**WHAT THIS TASK INVOLVES**
Reproduce the material that follows, please, but only from its first line to the line containing "In this exercise you will locate the shade", inclusive.

**AVAILABLE DATA**
::::::
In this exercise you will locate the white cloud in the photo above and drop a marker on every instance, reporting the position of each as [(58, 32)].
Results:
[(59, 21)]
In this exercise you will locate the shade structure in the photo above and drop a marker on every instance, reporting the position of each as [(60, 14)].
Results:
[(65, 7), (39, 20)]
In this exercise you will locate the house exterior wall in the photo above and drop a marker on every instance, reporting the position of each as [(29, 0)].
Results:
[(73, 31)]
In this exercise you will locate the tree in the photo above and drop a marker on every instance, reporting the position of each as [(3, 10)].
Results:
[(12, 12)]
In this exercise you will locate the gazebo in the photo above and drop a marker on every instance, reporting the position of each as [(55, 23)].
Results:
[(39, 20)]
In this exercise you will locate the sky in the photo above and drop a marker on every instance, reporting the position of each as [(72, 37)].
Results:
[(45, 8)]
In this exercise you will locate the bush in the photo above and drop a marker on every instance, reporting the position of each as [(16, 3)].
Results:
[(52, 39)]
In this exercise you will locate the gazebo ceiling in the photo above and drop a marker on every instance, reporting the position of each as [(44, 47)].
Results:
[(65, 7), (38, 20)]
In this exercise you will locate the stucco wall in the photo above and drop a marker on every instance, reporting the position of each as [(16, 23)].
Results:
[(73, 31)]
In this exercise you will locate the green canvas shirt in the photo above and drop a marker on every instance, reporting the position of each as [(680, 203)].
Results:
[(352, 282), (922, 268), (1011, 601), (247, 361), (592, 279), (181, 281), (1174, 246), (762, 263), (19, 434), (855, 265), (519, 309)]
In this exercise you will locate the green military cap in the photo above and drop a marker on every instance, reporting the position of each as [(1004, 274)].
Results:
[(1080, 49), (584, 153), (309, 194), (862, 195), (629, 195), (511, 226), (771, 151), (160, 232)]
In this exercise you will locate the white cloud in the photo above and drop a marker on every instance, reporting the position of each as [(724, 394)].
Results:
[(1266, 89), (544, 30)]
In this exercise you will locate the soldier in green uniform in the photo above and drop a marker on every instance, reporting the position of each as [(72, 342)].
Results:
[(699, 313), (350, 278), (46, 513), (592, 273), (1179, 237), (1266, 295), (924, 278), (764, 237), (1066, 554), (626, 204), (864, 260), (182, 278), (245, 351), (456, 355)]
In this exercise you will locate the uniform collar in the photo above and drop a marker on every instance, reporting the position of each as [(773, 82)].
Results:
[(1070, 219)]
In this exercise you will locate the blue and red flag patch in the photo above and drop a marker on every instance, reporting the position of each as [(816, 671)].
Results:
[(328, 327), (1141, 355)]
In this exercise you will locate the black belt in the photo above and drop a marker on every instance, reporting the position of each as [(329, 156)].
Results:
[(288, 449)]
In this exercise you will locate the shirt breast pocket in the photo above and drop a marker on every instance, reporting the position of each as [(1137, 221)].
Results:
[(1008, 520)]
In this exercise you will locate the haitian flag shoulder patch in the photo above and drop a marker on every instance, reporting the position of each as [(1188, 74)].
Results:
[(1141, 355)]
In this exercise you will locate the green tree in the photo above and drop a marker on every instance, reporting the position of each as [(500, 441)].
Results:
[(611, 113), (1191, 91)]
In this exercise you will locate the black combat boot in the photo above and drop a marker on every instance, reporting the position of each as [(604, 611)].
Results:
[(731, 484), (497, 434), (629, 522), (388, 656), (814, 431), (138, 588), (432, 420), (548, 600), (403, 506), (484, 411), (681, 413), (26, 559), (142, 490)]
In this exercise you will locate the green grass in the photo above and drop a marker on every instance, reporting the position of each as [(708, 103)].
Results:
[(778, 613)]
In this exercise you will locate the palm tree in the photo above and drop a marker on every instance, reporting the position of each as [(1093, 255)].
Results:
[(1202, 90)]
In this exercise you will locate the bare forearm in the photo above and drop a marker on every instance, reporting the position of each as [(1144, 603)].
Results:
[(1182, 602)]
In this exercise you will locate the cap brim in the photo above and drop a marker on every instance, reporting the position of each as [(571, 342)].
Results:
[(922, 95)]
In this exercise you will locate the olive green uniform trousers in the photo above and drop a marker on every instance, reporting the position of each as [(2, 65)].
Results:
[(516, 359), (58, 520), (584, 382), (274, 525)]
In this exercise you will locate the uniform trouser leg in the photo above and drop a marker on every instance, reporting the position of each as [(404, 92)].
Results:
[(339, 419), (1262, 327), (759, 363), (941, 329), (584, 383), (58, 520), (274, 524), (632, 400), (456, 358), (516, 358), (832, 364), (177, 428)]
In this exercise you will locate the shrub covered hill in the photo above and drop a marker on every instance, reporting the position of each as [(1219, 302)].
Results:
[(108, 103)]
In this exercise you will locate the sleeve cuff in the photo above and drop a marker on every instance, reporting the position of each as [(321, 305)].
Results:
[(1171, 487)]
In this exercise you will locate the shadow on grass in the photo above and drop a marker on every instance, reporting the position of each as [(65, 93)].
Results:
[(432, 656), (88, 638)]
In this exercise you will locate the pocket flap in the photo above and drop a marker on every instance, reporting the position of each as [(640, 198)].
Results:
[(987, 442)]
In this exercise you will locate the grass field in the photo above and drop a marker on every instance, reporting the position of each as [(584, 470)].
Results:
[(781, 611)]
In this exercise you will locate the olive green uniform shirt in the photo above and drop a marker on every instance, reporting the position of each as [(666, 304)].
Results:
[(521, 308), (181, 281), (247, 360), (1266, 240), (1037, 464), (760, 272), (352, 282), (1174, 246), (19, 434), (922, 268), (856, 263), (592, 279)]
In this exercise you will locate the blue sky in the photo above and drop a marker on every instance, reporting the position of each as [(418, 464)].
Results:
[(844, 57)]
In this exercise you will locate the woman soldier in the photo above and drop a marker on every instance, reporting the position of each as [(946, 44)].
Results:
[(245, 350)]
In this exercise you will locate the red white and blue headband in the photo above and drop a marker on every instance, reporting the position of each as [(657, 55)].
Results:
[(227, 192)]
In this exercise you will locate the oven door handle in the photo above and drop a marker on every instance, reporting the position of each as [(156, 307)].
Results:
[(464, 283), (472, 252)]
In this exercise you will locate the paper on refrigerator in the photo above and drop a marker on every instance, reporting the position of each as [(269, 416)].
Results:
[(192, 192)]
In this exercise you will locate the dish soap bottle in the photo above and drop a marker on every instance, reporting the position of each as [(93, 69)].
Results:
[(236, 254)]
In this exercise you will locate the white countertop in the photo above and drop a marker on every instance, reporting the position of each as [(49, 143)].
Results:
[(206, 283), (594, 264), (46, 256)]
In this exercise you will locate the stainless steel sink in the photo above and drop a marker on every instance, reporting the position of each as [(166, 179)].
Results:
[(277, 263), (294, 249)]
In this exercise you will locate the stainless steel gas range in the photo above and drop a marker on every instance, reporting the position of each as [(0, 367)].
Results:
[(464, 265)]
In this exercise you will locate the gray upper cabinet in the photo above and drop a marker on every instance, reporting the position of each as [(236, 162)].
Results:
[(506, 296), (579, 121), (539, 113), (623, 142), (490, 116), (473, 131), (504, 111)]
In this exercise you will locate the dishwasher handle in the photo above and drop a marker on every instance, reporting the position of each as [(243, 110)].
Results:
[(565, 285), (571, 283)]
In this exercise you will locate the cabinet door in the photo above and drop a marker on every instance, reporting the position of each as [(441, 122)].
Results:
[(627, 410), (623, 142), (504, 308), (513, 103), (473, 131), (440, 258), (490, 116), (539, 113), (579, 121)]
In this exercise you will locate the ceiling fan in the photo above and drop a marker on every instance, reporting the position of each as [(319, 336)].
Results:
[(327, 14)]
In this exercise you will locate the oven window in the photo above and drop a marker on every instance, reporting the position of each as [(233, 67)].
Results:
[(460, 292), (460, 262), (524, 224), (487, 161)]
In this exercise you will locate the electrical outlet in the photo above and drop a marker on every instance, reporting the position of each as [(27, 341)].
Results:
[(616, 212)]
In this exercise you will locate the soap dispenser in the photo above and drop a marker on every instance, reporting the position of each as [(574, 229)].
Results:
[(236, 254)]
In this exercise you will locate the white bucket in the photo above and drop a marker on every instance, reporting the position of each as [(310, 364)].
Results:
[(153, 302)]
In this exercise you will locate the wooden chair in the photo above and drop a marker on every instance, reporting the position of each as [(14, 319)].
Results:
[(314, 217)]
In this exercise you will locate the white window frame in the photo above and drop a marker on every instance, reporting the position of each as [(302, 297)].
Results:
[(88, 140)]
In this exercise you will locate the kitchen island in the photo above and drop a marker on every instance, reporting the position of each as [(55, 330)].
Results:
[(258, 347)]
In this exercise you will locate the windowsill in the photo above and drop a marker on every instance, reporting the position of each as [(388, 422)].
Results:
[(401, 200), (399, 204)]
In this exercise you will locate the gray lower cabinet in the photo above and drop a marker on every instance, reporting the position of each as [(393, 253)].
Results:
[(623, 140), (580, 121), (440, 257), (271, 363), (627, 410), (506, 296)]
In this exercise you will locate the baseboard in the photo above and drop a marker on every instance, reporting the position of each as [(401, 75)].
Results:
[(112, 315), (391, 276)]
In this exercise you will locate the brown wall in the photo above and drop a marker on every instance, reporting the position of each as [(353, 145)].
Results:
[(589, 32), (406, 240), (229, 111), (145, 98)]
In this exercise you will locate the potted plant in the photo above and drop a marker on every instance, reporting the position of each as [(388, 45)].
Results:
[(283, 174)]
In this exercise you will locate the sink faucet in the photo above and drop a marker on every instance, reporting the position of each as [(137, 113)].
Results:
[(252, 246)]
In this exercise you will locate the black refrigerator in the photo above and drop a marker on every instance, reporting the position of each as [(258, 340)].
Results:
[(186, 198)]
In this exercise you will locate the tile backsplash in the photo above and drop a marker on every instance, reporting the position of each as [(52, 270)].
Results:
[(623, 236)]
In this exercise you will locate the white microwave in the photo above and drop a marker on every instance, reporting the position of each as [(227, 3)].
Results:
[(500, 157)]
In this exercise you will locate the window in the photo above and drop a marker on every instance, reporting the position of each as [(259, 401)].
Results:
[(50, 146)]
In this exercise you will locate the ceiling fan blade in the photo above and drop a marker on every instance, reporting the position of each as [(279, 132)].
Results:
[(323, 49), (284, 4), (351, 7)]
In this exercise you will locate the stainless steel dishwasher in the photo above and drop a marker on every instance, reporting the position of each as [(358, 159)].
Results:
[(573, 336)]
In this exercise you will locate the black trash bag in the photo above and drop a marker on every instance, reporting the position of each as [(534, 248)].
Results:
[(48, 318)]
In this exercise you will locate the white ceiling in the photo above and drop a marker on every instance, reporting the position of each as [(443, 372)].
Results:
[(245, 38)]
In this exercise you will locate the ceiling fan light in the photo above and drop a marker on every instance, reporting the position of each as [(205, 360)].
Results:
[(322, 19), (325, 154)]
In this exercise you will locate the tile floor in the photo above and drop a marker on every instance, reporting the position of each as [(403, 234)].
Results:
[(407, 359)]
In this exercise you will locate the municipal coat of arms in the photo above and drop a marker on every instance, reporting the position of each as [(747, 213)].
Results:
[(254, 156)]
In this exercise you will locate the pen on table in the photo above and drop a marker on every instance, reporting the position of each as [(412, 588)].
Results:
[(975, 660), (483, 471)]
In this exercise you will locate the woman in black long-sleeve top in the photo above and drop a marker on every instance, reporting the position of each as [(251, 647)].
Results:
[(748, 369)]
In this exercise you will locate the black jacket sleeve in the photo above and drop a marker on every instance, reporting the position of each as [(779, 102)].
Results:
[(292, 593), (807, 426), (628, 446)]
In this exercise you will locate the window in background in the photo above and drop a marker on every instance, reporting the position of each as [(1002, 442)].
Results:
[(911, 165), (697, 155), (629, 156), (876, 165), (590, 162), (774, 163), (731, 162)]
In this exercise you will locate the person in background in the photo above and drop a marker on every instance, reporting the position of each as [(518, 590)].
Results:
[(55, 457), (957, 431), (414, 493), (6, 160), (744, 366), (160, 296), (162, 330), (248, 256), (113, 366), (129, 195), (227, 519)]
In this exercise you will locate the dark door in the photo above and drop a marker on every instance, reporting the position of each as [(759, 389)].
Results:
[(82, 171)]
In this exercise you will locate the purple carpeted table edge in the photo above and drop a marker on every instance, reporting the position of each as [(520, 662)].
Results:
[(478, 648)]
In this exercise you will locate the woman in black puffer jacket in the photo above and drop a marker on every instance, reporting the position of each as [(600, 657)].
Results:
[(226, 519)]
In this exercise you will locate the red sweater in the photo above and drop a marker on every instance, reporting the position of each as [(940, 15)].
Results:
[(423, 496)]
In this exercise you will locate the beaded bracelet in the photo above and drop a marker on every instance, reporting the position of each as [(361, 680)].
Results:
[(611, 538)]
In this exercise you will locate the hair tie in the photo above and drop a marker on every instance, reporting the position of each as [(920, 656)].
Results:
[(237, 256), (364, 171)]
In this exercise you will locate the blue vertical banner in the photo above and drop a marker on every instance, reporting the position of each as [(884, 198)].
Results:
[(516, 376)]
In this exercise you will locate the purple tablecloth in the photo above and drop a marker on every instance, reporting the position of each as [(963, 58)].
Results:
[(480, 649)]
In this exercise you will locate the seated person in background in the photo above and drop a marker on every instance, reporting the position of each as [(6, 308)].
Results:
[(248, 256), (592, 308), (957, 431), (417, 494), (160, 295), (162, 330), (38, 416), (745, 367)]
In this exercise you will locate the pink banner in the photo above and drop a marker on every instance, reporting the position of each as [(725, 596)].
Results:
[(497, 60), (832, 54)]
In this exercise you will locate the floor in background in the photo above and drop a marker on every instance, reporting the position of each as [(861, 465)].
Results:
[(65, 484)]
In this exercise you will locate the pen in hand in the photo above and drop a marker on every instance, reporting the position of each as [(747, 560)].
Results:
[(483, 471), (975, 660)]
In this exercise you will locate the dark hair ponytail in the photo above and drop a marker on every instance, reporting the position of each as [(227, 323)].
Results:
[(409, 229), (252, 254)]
::::::
**ANSWER TO THIS EXERCISE**
In this exercise you will locate the white cloud in the photo above and drop a marker on every instance, reporting the position of each as [(58, 32)].
Results:
[(59, 21)]
In this exercise you will locate the shade structure in the photo above and drop a marker on every instance, reporting the position of each as [(60, 14)].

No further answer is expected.